### What is needed
Reproduce the listing below line for line, with no changes to the wording, and omit the picture.
---
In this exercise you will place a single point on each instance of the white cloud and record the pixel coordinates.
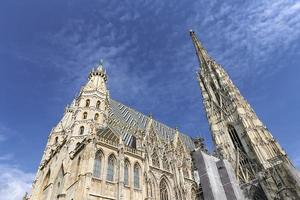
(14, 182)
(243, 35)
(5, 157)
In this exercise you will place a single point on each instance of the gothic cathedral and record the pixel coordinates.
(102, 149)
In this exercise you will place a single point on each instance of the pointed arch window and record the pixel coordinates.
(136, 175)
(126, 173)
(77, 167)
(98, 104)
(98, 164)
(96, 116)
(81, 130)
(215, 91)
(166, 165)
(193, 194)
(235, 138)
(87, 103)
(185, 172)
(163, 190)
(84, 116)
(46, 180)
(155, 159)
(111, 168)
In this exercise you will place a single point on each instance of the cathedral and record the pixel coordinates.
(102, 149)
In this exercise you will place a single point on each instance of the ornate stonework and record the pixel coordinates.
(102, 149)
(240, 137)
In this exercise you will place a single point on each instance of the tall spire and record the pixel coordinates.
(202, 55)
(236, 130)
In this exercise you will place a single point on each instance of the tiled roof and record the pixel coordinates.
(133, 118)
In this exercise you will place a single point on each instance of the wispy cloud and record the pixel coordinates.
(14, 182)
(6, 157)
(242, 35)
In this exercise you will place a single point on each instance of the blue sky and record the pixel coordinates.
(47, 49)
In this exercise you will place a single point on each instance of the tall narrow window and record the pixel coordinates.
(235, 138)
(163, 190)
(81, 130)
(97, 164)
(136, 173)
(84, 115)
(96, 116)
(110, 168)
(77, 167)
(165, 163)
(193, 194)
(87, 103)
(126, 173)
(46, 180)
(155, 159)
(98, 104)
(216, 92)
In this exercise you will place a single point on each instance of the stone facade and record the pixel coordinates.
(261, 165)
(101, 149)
---
### Written answer
In this exercise you will place a single point on each instance of the white cloud and record the pixel coordinates.
(14, 182)
(243, 35)
(5, 157)
In this exercise you will place a single point on each instance of the gothic cathedral and record the pixel coordinates.
(102, 149)
In this exercise you will place a single point on each instance of the pointed arch window and record the pixel coordinates.
(136, 175)
(126, 173)
(77, 167)
(98, 104)
(98, 164)
(96, 116)
(81, 130)
(215, 91)
(166, 165)
(193, 194)
(235, 138)
(87, 103)
(185, 172)
(163, 190)
(84, 116)
(46, 180)
(155, 159)
(111, 168)
In this exercise you will place a single point on each instance of the cathedral and record the pixel coordinates.
(102, 149)
In this exercise you will place a single point on each instance of the ornate stonework and record the pixel coordinates.
(102, 149)
(240, 137)
In this exercise you will place a single point on each instance of the tall spire and record the pixel coordinates.
(202, 55)
(236, 130)
In this exercise you will place a single point on each instance of the tiled roof and record the pixel coordinates.
(133, 118)
In this exercise you will place a single point on each instance of the wispy cloud and record the pixel coordinates.
(14, 182)
(6, 157)
(242, 35)
In this exercise you will place a single point on each instance of the blue sky and record the pixel coordinates.
(47, 49)
In this exercise you will place a single point on each instance of the tall narrow window and record the pixel coordinates.
(235, 138)
(163, 190)
(81, 130)
(97, 164)
(136, 173)
(84, 115)
(96, 116)
(110, 168)
(77, 167)
(165, 163)
(193, 194)
(87, 103)
(126, 173)
(46, 180)
(155, 159)
(98, 104)
(216, 92)
In this exercise you will place a single point on each instance of the stone facade and record the pixel coordinates.
(261, 165)
(101, 149)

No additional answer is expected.